[Collected data entries]
◆ ◆ ◆ ◆
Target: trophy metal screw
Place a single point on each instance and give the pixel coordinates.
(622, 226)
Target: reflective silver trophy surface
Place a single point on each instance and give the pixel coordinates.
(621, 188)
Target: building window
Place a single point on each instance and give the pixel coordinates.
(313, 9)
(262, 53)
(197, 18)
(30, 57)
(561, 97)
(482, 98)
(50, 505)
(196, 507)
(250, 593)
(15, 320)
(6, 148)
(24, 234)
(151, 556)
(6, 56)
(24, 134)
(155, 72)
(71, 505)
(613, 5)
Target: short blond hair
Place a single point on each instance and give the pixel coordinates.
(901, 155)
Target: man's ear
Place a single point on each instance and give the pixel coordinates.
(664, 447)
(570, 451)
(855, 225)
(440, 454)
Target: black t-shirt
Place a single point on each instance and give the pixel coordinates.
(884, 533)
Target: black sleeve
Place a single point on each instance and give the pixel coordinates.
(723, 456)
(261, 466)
◆ ◆ ◆ ◆
**Goal**
Reproduce every line of the data above verbatim, keeping the original order.

**Complete answer**
Target: trophy metal screw
Place a single point on each instance and give the pixel coordinates.
(622, 226)
Target: reflective silver trophy surface
Place a single point on each instance and give the pixel coordinates.
(621, 188)
Target: building window
Place a single point on each instance and give the pixel coordinates.
(313, 9)
(262, 53)
(197, 18)
(30, 57)
(561, 97)
(482, 98)
(50, 505)
(196, 507)
(250, 593)
(15, 320)
(6, 148)
(24, 234)
(151, 556)
(6, 56)
(24, 134)
(155, 72)
(71, 505)
(613, 5)
Target: short blond hair
Place a single point on each instance and give the pixel coordinates.
(901, 155)
Target: man's ear
Place a single point on each instance and give the pixel coordinates.
(664, 447)
(570, 451)
(855, 225)
(440, 454)
Target: black t-shirt
Place a single point on each instance and give the pixel coordinates.
(884, 533)
Target: black sleeve
Place a single point on each instance and give the pixel coordinates.
(723, 456)
(261, 466)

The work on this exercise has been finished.